==== Excerpt to read

Emanuel de Carvalho throws his viewers off-kilter. In large and intimately scaled paintings, the artist questions the limits of perception, combining familiar elements such as café tables, human figures, and lecture halls with unnatural viewpoints and warped perspectives. He mixes his colors to match our idea of reality, but there is a dystopian feel to his gray-toned spaces that evoke institutional control.
“I’m interested in how we perceive the world around us,” de Carvalho, who is trained in neuro-ophthalmology, said in an interview with Artsy just before the opening of “code new tate,” his exhibition at Gathering in London, on view through June 1st. “There are structures that dictate how we think, interpret an image, or perceive our environment. These are so entrenched that we sometimes forget to dig into our constructs,” he said.
He began thinking about how his own views are shaped while working with neurological patients who experienced a vastly different way of perceiving than others. This led him to explore how his own understanding of the world might be influenced by his position within it. His work is also informed by the alienation he experienced growing up in Portugal as he explored his sexual identity.
De Carvalho graduated with a painting masters from the Royal College of Art in 2023. His works initially focused more directly on himself. Then he began to investigate Foucault’s ideas about how power structures, from the government to educational systems and medical institutions, dictate our understanding of the world. Now, his deeply conceptual pieces are derived from research and collaboration, with a less personal approach: He collaborated with French philosopher Catherine Malabou and neurologist Parashkev Nachev on a sculpture for “Code New State.”
“For me, philosophy is a way of being in the world,” he said. “I’m not religious or spiritual. It’s a way for me to understand what’s happening in society and get to the root of ‘why.’” As such, his works uphold a delicate balance between realism and chaos. While many artists explore perception through exuberant means—like the tumultuous depictions of the unconscious unleashed in Surrealism, or the drug-induced visions of psychedelic imagery—de Carvalho pictures something close to reality, then subtly distorts it.
For example, his large canvas code lack (2024), on the first floor of the exhibition, depicts a man sitting at an outside dining table and chairs. These parts are rendered realistically; however, other elements are unsettling, with a strange, high-up viewpoint and odd proportions. While he looks as though he is seated at a café waiting for service or a friend, nothing else in the paintings suggests this setting.
“I want to elicit a sense of recognition in the viewer,” he said. “We are built to recognize objects, faces, and spaces. If something seems off, it triggers a mechanism called ‘anticipatory imagery,’ this notion that the brain fires a signal saying, ‘This is off, should I start an anxious response?’ I’m interested in that moment.”

========
==== Entries shown

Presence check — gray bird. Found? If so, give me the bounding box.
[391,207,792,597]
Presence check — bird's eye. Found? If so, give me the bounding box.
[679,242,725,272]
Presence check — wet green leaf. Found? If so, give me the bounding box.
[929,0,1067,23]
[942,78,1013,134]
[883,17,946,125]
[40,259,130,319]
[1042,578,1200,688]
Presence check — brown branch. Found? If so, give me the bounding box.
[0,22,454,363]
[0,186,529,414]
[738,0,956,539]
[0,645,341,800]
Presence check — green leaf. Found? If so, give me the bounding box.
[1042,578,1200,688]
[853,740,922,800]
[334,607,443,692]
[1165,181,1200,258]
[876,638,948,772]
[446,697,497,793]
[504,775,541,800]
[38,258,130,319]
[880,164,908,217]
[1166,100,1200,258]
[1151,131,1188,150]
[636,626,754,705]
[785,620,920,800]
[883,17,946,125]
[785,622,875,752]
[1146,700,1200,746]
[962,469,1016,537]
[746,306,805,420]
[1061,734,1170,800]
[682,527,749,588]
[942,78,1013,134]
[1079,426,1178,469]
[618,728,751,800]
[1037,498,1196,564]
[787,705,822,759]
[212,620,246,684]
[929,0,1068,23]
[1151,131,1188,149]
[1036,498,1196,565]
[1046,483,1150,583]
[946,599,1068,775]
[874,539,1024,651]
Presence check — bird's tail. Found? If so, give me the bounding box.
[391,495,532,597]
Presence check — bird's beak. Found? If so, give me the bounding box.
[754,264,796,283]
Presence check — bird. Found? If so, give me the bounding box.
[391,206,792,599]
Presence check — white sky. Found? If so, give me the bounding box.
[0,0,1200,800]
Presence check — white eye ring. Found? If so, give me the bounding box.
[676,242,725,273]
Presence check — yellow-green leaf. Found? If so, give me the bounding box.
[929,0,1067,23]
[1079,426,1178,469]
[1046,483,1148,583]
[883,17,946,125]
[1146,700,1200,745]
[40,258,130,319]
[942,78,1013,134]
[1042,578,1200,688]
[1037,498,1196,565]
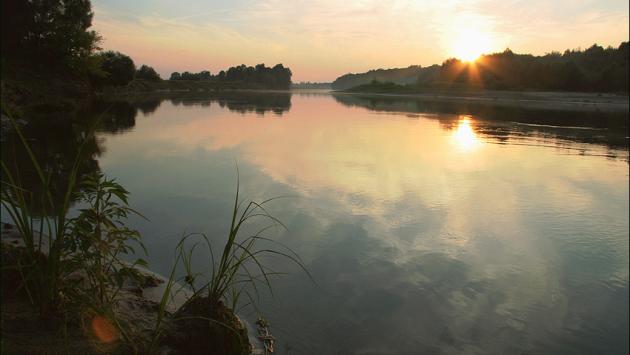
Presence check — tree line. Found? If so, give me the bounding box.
[170,64,292,89]
[332,42,630,92]
[0,0,291,101]
[440,42,630,92]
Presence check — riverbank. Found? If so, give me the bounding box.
[333,86,630,113]
[0,223,273,354]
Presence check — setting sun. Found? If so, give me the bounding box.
[453,29,492,62]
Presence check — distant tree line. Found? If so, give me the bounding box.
[331,65,426,90]
[332,42,630,92]
[440,42,630,92]
[170,64,292,89]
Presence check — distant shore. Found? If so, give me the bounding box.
[332,89,630,113]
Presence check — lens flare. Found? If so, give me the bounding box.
[92,315,118,344]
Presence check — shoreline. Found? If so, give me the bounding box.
[330,90,630,113]
[0,221,267,355]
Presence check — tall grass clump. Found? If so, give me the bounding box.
[0,118,82,318]
[155,178,312,354]
[0,114,146,328]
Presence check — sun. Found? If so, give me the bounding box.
[453,28,492,62]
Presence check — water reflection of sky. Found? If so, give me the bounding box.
[100,95,628,354]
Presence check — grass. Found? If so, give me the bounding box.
[0,113,312,353]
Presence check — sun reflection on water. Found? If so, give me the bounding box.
[452,116,479,151]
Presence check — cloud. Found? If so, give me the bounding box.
[94,0,628,81]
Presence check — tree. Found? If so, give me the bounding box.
[98,51,136,86]
[136,64,162,81]
[1,0,100,68]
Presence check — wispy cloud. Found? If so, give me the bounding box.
[94,0,628,80]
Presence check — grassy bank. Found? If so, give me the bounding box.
[0,119,308,354]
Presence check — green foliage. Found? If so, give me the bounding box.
[92,51,136,86]
[437,42,630,92]
[65,172,146,307]
[331,65,427,90]
[1,0,100,68]
[135,64,162,81]
[0,115,89,318]
[332,42,630,93]
[170,64,292,89]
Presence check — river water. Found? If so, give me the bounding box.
[6,93,629,354]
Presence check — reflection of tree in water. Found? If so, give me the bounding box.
[169,91,291,116]
[82,101,139,133]
[333,95,628,154]
[134,98,162,116]
[2,100,155,213]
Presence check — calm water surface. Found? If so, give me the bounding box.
[54,94,629,354]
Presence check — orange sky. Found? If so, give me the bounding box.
[93,0,629,82]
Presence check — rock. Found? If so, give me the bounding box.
[165,297,252,355]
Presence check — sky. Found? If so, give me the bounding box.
[92,0,629,82]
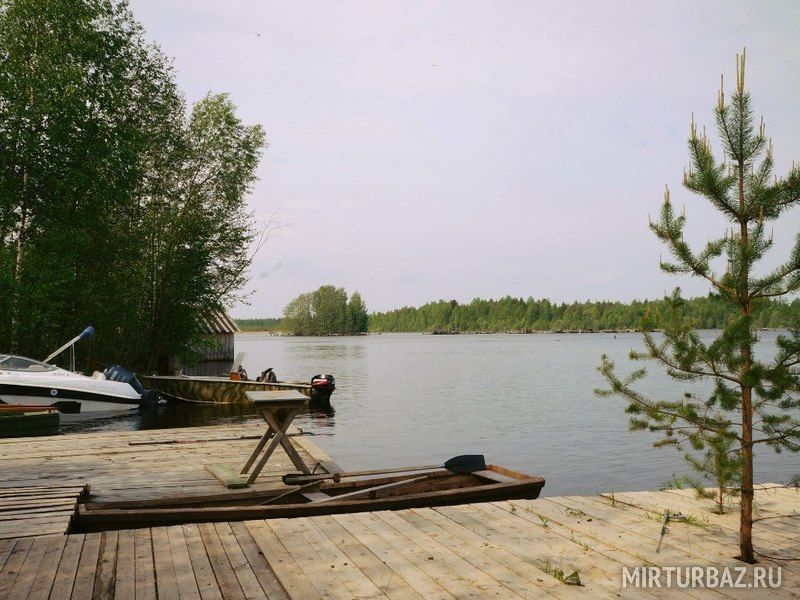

========

[What you have to do] Name every person mentioned in the article on Emanuel de Carvalho, excluding de Carvalho himself. The records have no connection to the text.

[Task response] Foucault, Catherine Malabou, Parashkev Nachev